* What is being asked:
Output the data that follows exactly, line for line.

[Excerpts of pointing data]
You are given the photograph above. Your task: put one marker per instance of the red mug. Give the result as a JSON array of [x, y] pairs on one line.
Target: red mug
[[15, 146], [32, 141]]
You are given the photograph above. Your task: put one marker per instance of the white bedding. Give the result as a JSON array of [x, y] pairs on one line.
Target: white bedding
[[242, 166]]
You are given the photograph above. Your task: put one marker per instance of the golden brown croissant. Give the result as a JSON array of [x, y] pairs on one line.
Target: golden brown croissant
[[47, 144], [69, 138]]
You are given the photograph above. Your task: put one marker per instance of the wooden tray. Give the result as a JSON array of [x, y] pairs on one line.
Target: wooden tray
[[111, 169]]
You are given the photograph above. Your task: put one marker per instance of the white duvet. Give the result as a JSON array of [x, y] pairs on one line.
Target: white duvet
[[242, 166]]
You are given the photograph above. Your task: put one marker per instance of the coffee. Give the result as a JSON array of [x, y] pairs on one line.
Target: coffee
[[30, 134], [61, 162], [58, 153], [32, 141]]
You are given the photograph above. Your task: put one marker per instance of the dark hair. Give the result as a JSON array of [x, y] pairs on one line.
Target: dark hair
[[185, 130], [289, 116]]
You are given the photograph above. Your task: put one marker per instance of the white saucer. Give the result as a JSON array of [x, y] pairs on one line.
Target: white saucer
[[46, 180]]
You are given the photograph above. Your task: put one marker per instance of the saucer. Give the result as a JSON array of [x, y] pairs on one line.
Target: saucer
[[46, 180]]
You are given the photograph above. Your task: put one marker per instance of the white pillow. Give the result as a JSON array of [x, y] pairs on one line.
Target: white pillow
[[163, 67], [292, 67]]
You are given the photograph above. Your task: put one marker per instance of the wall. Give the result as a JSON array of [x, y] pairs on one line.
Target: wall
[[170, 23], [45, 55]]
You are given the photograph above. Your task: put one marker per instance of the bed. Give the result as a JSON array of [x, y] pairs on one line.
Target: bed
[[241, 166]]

* Complete output:
You are given the photograph above. Your task: put one marker per instance of the red mug. Give the result as a JSON array of [x, y] pairs on one line.
Target: red mug
[[15, 146], [32, 141]]
You are given the photograph above. Your task: put one marker per instance of the white bedding. Give the result as a JSON array of [x, y] pairs on one line.
Target: white bedding
[[242, 166]]
You are given the photograph above. Your task: put one marker per instance of the golden brown croissant. Give the result as a JSON array of [x, y] pairs on one line.
Target: golden brown croissant
[[47, 144], [69, 138]]
You are given the photograph above. Your task: put one marker per instance of the wooden tray. Give the result as a JSON array of [x, y] pairs on one line.
Target: wooden tray
[[111, 169]]
You are given the photograph above. Your task: put one marker per instance of the white duvet. Give the result as a JSON array of [x, y] pairs on one line.
Target: white duvet
[[242, 166]]
You are given the photograph above. Your task: put one marker per instance of the coffee. Give the result as a JSON array of [x, y] pairs on one line.
Target: coffee
[[30, 134], [61, 162], [58, 153], [32, 141]]
You are given the photograph above. Your task: put one marker per instance of the dark hair. Give the result as a JSON array of [x, y] pairs on one line.
Target: dark hair
[[185, 130], [289, 116]]
You are given the photograph above. Your task: put one marker per instance of the white saucer. Give the result as a JSON array of [x, y] pairs on one line.
Target: white saucer
[[46, 180]]
You are given the photograph above. Your task: put one marker per instance of the saucer. Give the result as a JSON array of [x, y] pairs on one line.
Target: saucer
[[46, 180]]
You are given the photograph above. Your task: put one marker per instance of the white pillow. Give the result as a JSON array of [x, y] pairs on one line.
Target: white pillow
[[163, 67], [292, 67]]
You are given the photograph above. Your task: put one marker per instance of the wall. Give the result as a JSON array of [x, y] pairs on one line.
Target: wall
[[170, 23], [45, 55]]
You are given the photograph above. Your task: put one marker per instance of the bed. Give the result as a JSON array of [x, y] pairs on one line.
Target: bed
[[241, 166]]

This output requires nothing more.